Под расстрел Белого дома верноподданные идеологи подвели свою платформу. Вслед за «идеологами» многие люди с осуждением отнеслись к «номенклатурным реваншистам» из Белого дома и радовались новым «победам» Ельцина. Правда, были отдельные горестно изумленные выкрики людей, которые так же, как и Явлинский, искренне служили демократии. «Указ № 1400 неконституционен», — говорил впоследствии А. Казанник. «Демократия в опасности», — шептало эхо. «Зачем нужен парламент, который ничего не решает?» — удивлялись люди. Журнал «Социально-политические исследования», ни на что не намекая, цитировал Гитлера: — Ни в палатах, ни в сенате никогда не будет никаких голосований… Будут только работающие учреждения, но не голосующие машины. Каждый член учреждения имеет только совещательный голос, но не решающий. Решает только соответствующий председатель, несущий и ответственность[142].

===

*Задание 1*:
Назовите всех людей, упомянутых по фамилии во фрагменте о расстреле Белого дома.
*Задание 2*:
Продолжите фрагмент о расстреле Белого дома, начав сразу после его последнего предложения.
Материал для выполнения этой работы не используется.

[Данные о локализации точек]
===

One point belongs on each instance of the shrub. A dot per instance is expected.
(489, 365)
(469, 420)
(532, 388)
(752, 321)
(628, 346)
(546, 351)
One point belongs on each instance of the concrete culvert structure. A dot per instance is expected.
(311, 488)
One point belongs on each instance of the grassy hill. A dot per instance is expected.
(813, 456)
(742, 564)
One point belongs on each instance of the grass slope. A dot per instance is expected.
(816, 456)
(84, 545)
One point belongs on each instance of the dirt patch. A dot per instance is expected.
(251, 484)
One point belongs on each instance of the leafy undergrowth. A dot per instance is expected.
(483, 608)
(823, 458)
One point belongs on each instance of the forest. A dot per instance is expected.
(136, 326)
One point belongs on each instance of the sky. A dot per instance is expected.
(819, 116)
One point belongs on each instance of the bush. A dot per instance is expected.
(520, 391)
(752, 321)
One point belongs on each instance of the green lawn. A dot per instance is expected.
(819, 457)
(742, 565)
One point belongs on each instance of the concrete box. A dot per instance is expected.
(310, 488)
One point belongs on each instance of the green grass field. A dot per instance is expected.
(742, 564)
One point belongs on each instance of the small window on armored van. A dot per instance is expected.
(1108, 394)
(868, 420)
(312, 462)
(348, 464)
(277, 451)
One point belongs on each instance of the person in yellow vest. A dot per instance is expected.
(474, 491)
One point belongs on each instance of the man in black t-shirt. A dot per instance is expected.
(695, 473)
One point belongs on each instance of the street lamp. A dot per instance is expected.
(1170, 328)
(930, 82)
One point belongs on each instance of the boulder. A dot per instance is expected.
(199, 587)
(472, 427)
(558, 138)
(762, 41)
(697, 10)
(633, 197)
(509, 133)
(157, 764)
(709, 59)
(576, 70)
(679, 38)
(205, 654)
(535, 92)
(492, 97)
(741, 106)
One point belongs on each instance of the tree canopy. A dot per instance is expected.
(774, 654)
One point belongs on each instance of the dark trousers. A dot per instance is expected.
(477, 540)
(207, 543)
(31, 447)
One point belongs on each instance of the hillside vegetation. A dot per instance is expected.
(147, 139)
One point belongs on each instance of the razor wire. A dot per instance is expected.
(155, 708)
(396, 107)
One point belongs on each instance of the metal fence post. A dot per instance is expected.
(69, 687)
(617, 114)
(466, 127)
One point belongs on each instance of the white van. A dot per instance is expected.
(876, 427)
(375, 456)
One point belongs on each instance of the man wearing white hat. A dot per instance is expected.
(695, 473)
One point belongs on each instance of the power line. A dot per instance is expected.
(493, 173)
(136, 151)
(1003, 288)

===

*Письменный ответ 1*:
Ельцин, Явлинский, А. Казанник, Гитлер.

*Письменный ответ 2*:
Вообще-то радоваться новой «победе» президента было трудновато. Для этого надо было хорошенько заткнуть уши, чтобы не слышать плач осиротевших и овдовевших. Руцкой, Хасбулатов, Ачалов, Макашов, Баранников, Дунаев и другие отправились в Лефортово. Им дали камеры на двоих с унитазами и умывальниками. Такое «уютное» уединение, наверное, способствовало самоуглубленному сосредоточению и размышлениям о пережитом. По мнению Г. А. Явлинского, не в меньшей степени была виновата и другая сторона конфликта. «Другая сторона» жила в более уютных апартаментах. Белый дом зализывал раны. Депутаты с ярлыком, приклеенным президентом, — красно-коричневые — навсегда сошли с политической сцены. Конституция, принятию которой два года противились депутаты, была принята. Но принятие проходило несколько странно. Конституционное совещание не было уполномочено избирателями принять Конституцию ни прямо, ни через своих представителей. И говорить, что Конституция была ими принята или ратифицирована, нельзя. Отсюда и очень осторожные слова Ельцина: «Некоторые участники пожелали оставить на память свои подписи под Конституцией. Надо им дать возможность это сделать»[143]. По этой Конституции Б. Ельцин получал еще больше прав, чем имел в свое время Сталин.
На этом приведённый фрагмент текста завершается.